### Directions
Copy the listing below from the line containing "Where can you find the car windscreen?" down to the line containing "point(74, 38)", swapping "windscreen" for "windshield" and leaving everything else as it is.

### Data rows
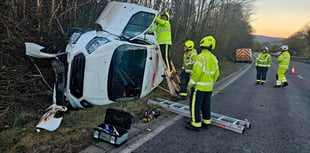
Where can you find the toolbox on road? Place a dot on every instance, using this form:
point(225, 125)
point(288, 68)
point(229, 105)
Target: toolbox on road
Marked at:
point(115, 128)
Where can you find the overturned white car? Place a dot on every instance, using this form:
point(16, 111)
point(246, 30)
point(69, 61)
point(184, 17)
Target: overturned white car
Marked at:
point(119, 62)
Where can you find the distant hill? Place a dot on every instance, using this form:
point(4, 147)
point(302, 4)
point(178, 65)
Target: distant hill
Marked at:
point(264, 40)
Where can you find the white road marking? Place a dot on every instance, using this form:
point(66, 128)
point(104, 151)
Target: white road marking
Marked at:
point(149, 136)
point(299, 76)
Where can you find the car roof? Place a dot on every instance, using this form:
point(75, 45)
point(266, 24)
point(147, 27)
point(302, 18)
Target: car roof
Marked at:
point(117, 16)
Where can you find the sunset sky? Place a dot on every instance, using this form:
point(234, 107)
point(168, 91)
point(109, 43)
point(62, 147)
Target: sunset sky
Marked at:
point(280, 18)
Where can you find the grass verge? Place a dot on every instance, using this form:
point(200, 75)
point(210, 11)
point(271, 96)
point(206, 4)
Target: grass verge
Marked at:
point(74, 133)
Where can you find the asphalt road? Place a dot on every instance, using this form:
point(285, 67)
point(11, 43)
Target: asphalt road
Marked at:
point(280, 118)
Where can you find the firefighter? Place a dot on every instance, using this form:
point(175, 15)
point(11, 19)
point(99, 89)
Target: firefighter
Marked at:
point(163, 36)
point(188, 62)
point(262, 63)
point(205, 73)
point(283, 64)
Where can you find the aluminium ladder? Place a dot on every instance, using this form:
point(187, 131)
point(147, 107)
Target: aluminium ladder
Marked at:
point(219, 120)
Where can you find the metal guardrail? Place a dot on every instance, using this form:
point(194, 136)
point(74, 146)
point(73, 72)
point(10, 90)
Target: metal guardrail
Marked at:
point(300, 59)
point(296, 58)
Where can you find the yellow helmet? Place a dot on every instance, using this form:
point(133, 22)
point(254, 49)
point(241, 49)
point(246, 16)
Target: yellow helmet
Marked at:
point(189, 44)
point(167, 15)
point(208, 42)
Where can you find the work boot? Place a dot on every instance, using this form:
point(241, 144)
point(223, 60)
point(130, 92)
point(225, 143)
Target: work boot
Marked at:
point(179, 97)
point(192, 128)
point(284, 84)
point(205, 126)
point(188, 122)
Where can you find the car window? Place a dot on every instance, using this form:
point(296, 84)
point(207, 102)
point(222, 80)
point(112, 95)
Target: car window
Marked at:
point(138, 23)
point(126, 72)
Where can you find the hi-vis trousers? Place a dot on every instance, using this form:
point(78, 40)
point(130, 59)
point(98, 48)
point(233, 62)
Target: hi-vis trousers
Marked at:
point(165, 52)
point(200, 103)
point(281, 76)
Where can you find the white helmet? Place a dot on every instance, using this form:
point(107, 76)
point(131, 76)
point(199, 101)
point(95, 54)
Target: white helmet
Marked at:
point(284, 47)
point(265, 48)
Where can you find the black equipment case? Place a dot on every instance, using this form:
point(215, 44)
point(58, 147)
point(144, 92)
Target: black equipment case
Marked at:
point(115, 128)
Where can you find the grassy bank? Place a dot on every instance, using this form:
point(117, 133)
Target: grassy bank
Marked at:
point(74, 133)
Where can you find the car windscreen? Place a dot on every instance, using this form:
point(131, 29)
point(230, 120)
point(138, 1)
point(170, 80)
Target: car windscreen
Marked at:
point(126, 72)
point(138, 23)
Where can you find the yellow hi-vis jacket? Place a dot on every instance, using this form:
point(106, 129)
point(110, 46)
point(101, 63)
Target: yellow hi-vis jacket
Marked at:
point(284, 60)
point(263, 60)
point(205, 71)
point(188, 60)
point(163, 31)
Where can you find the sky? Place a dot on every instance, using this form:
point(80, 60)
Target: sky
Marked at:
point(280, 18)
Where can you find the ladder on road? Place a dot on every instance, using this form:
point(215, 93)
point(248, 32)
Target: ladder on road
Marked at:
point(219, 120)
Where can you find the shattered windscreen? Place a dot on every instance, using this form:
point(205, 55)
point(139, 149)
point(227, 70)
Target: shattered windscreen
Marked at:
point(126, 72)
point(138, 23)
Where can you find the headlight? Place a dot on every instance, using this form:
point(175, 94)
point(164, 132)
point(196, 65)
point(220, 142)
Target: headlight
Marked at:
point(95, 43)
point(74, 38)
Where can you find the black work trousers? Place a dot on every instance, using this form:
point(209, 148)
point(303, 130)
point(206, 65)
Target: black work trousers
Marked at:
point(184, 81)
point(261, 73)
point(200, 103)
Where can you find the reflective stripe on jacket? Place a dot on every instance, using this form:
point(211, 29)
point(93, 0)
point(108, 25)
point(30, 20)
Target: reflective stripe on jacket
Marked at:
point(188, 60)
point(263, 60)
point(284, 60)
point(205, 71)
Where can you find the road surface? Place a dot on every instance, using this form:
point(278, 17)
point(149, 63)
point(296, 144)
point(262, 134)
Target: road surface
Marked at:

### Correct output
Where can you find the car windshield? Place a dot on every instance, using this form:
point(131, 29)
point(230, 120)
point(138, 1)
point(170, 80)
Target: car windshield
Marked at:
point(126, 72)
point(138, 23)
Where can you find the yellow hi-vis jacket? Place a dot on every instance, using this form:
point(106, 129)
point(110, 46)
point(101, 63)
Target: yellow hi-vis jacket
Marked at:
point(284, 60)
point(263, 60)
point(205, 71)
point(188, 60)
point(163, 31)
Where can you find the sky? Place a dot on every instance, using this form:
point(80, 60)
Target: sky
Marked at:
point(280, 18)
Where can you find the ladder on road? Place a dot on every instance, using this form:
point(215, 93)
point(248, 32)
Target: ladder on road
Marked at:
point(219, 120)
Where can you find the shattered windshield? Place a dot on every instance, using this form:
point(205, 55)
point(139, 149)
point(227, 70)
Target: shattered windshield
Marked at:
point(126, 72)
point(138, 23)
Where can you find the headlight? Place a dot on every instance, using this form:
point(175, 94)
point(164, 132)
point(196, 65)
point(220, 142)
Target: headlight
Marked at:
point(95, 43)
point(74, 38)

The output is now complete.